* start Page text *

It’s quite a change,living in a tiny town that values community over material goods and quality over quantity. I read so many of my friends’ Facebook posts about buying this new gadget or visiting some glossy place and wonder why I don’t want those things. Sure, the glossy vacations are nice and I wouldn’t mind traveling with my family to some of the destinations that we have discussed. The pretty gadgets are also really nice, but I’ve found that things wear out or become obsolete. I wonder what drove me to seek solace in a slower-paced life.

I’m currently taking classes that will earn me a Master’s certificate in Autism Spectrum Disorders. No, I don’t really want to be sitting in a classroom again, and I often find myself resenting the time spent away from my family. I ask myself (yes, more questions) why I chose this path when it is so far away from mainstream America. I’m a professor, an accounting textbook author, a teacher of college students who learn differently, and a nerd who prefers intelligent entertainment that is not generally available on mainstream media.

If you had asked me what I envisioned for my life when I was a teen, I probably would have described the suburban life that I knew as a child. Living in the suburbs is comfortable, “normal,” and socially acceptable, based on my upbringing and experience. It takes a different type of person to choose to live elsewhere. I used to think, “What’s wrong with me?”

There’s nothing wrong with me. There’s also nothing — not a damn thing — wrong with people who choose to live in the American mainstream. I think that I have found the place in this world that is “mine,” if that makes any sense. That I have three other people who agree with me (thank goodness!) is wonderful, because I wouldn’t be happy without them.

In today’s class, one of my colleagues introduced me to a poem called “Welcome to Holland.” I found that the poem resonated with me on many levels. To avoid copyright issues, here’s the link to the poem:

The point of the poem is that you might not end up exactly where you planned to go, but that doesn’t mean that where you are is any less wonderful. I didn’t grow up intending to be an oddball who values and prefers peace, simplicity, and intellectual pursuits. I certainly didn’t intend to live on the opposite coast from my family and friends. That this destination found me is unbelievable in the way it nurtures and compels me to be the best “me” possible. It has broken me open in ways I never dreamed possible, and I am certain that many gifts of which I am currently unaware will likely come to fruition.

* end Page text *
* start Raw records *

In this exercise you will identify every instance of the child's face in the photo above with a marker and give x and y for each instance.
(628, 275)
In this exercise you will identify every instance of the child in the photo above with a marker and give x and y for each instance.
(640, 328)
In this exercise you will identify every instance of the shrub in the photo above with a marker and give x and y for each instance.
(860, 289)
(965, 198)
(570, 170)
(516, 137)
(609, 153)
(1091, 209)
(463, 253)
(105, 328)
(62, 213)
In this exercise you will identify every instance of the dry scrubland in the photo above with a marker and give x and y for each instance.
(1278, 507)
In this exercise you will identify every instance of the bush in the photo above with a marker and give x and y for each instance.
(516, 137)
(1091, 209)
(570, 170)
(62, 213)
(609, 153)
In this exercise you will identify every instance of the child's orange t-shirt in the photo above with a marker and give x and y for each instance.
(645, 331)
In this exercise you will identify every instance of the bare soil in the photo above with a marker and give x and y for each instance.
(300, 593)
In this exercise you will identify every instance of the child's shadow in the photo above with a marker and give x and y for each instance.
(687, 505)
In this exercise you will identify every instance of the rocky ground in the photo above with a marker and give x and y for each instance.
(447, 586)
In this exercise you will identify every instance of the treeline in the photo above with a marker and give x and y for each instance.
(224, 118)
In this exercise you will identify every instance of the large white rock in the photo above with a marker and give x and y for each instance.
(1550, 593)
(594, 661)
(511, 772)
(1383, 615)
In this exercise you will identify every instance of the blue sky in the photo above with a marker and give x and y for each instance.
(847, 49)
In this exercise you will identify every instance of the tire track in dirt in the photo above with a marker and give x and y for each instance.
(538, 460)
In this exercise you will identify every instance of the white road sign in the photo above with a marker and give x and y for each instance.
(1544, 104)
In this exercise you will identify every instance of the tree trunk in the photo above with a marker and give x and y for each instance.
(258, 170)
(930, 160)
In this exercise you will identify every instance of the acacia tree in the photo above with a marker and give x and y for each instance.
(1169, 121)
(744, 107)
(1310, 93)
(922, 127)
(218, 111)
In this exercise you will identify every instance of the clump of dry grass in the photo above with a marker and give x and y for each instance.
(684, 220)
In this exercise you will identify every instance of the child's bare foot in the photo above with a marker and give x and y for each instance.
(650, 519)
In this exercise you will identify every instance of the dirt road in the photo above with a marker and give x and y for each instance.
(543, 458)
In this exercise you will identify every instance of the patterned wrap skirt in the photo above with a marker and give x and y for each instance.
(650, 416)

* end Raw records *
* start Raw records *

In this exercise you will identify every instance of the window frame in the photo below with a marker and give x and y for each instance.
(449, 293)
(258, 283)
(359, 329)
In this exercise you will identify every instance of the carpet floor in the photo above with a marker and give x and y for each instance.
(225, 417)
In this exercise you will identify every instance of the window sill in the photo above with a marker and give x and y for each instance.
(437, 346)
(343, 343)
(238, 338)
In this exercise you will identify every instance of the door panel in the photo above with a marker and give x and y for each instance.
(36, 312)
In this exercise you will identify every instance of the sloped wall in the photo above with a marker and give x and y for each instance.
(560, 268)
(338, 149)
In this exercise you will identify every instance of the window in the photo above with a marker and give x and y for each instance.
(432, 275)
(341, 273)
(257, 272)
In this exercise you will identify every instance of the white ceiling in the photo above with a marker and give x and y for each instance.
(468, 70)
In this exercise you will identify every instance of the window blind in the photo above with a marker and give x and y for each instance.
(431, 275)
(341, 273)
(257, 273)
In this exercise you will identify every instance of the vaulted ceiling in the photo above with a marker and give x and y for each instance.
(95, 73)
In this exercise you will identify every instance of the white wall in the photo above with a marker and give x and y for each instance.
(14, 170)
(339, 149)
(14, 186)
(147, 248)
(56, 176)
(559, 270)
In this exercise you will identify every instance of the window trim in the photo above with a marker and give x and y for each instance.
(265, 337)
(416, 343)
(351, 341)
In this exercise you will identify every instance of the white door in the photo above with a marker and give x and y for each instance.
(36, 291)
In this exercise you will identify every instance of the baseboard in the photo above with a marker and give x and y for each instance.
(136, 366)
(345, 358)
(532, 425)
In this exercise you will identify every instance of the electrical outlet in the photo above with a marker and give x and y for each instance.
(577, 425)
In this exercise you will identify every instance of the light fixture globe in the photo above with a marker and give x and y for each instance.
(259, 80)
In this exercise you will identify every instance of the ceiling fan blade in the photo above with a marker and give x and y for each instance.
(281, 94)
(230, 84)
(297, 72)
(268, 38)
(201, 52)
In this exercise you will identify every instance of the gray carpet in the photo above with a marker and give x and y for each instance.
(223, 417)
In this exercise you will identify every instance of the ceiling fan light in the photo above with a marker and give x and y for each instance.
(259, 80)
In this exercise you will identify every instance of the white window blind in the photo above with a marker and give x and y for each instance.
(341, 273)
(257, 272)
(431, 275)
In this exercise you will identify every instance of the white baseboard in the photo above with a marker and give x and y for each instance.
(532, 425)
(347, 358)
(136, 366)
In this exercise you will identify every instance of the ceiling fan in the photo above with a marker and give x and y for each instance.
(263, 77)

* end Raw records *

## What this exercise asks
[1] Summarize the post about small-town life in two sentences.
[2] Resume the post about small-town life from the point where it ends.

## Outputs for the tasks
[1] Living in a tiny town that values community over material goods, the writer wonders why the gadgets and glossy vacations that friends post about hold little appeal, and why a slower-paced path so far from mainstream America was chosen. After once asking "What's wrong with me?", the writer concludes that nothing is wrong with either way of life and, echoing the poem "Welcome to Holland," finds that this unplanned destination nurtures and compels the best "me" possible.

[2]
So what if the destination isn’t what I expected. This life that found me is better than any I ever imagined.

Image courtesy of

Image courtesy of

It’s the little things

This weekend, I’ve been reflecting on little actions that have affected our little family during this last week. I’m amazed at how often these everyday, throwaway, and otherwise inconsequential things have consequences that are disproportionate to the action itself. In no particular order, here’s what I mean:

  •  My older daughter, who because of a difference in age cutoff dates for kindergarten between California and Vermont is much younger that her peers in the same grade, started what we call 6-1/2 grade this year. Academically, she did fine last year, except in English. This year, we found that last year’s English teacher retired and she now has a younger teacher who has a complete different pedagogy and instructional method. My daughter is now engaged and excited about everything she does at school. One tiny change — holding her back from progressing to a full 7th grade class — has already resulted in some amazing differences in her attitude and self-confidence. This flower, given to her by her younger sister, really reminds me of my older daughter because of the profusion of petals that mirrors her wide variety of interests and joy for life.

pink flower

  • My darling husband, who has been a frustrated in his professional life, applied for a position as the Lister for our little town. This Lister works with tracking property assessments, verifying values, and other related issues. It doesn’t have a lot of pay or a huge number of hours, but it is a job in which he has ample training and experience for his to excel. He was selected by the Town’s Selectboard, and starts this week. Although it seems little, I see the huge implications: success in something he desired to do, a chance to network into a more fulfilling career in a field he enjoys, and a way into the close-knit word-of-mouth based real estate community in our town. Our goal is to buy our first house together in one year, and here’s a first step.
  • My younger daughter went for a walk yesterday, and here’s what she brought me. It is my absolutely favorite shade of red on the planet, and she brought it because she knew I would like flower
  • I started a certificate program in which I will learn about Autism Spectrum Disorders. Our younger daughter is not on the Autism spectrum, but her tests revealed that she exhibited some traits and may yet be “on spectrum,” as it’s termed where I work. She was very excited that I am learning about this condition and how to teach people with it because I’m learning ways to connect more closely with her. I’ve also been invited to a private lunch with Temple Grandin, whom I tremendously admire, and have discovered a chance for financial stability that we would otherwise not have found. All of this happened because of one simple choice to learn how to be a better teacher.

It’s these little things in which I sense the Creator working her magic. I think these small magical occurrences heal our souls, re-energize use, and renew our strength to spread love to the world.